### WHAT TO WORK ON:
The expected response is the full listing, retyped exactly, without its images.

Segment Start: DATA TO EXAMINE

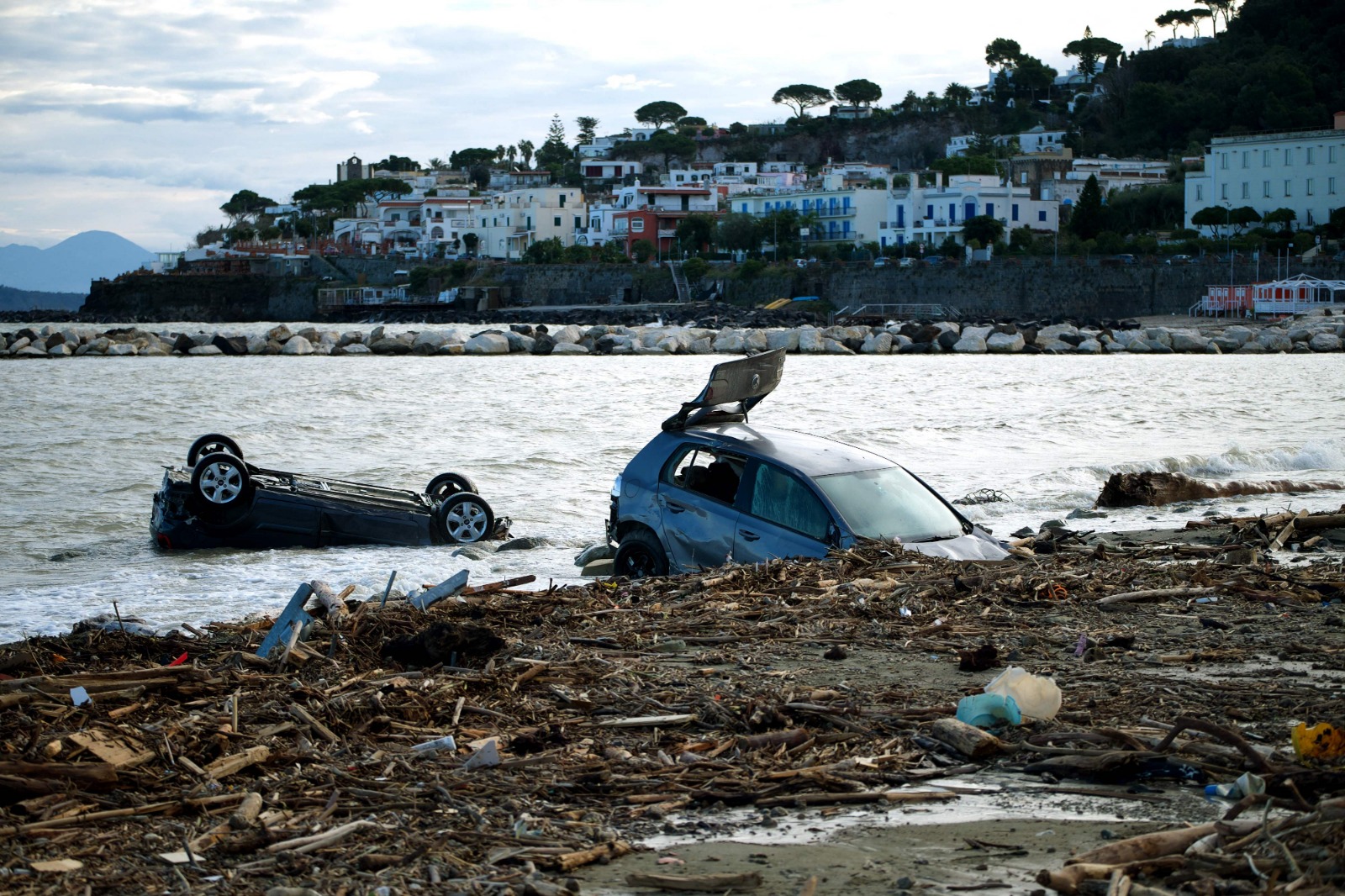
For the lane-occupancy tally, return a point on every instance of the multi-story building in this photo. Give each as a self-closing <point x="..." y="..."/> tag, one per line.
<point x="847" y="214"/>
<point x="1300" y="170"/>
<point x="506" y="224"/>
<point x="930" y="210"/>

Segment End: DATA TO EXAMINE

### EXPECTED ANSWER:
For the lane-occupancy tally, return a point on every instance of the multi-story building in this photo. Give each as a self-closing <point x="..." y="..."/> tag, one per line.
<point x="847" y="214"/>
<point x="1300" y="170"/>
<point x="506" y="224"/>
<point x="930" y="210"/>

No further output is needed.